* _WHAT TO WORK ON_
Filter the listing below, please, and copy only the lines with the word "coords".

* _EXERCISE MATERIAL_
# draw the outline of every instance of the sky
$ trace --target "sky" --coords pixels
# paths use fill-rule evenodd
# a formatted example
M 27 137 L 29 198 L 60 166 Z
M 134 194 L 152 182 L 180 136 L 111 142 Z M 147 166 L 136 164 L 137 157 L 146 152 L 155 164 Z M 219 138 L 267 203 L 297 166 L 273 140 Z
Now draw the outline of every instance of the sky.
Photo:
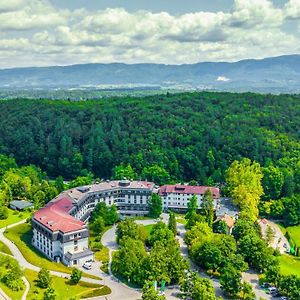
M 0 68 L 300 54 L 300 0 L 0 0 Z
...
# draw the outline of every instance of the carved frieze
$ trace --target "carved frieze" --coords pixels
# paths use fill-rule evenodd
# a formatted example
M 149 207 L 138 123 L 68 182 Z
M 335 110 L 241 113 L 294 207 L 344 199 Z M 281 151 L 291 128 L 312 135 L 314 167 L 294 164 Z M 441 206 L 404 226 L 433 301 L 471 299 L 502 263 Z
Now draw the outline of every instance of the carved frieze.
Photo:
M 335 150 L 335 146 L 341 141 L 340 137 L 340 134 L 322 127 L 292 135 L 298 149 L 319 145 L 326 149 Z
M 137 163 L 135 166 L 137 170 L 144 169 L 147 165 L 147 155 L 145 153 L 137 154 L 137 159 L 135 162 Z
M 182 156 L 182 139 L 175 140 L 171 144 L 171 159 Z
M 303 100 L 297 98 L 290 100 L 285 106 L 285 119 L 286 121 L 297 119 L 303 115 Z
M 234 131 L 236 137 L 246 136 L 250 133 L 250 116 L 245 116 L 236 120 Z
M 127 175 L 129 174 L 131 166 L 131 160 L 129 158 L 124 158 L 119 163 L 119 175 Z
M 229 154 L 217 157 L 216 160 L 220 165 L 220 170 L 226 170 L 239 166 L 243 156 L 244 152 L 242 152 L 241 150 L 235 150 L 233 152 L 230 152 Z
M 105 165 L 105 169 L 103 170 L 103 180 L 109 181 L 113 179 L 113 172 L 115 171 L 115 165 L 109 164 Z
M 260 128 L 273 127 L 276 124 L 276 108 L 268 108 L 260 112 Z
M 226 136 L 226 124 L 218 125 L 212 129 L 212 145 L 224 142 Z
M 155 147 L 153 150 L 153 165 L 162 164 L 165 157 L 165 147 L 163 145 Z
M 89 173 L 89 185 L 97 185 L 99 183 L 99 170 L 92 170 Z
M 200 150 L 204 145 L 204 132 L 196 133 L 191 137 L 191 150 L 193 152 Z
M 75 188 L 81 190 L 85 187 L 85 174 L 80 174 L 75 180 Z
==
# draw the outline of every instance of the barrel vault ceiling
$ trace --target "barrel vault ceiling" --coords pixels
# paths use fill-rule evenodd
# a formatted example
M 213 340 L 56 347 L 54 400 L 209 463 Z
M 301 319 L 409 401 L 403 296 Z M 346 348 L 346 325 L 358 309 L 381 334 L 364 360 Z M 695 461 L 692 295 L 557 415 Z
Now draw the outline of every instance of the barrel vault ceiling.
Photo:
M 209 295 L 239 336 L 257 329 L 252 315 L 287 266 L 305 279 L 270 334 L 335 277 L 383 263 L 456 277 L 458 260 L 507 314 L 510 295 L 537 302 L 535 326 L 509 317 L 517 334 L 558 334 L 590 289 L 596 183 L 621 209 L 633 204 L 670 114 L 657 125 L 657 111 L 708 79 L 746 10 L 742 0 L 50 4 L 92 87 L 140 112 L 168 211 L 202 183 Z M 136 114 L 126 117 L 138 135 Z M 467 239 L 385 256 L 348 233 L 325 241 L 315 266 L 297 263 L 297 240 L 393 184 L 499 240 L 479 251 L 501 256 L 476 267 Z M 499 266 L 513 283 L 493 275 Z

* _YOUR RESPONSE_
$ trace --target "sky" --coords pixels
$ trace --target "carved frieze" --coords pixels
$ trace --target "barrel vault ceiling" --coords pixels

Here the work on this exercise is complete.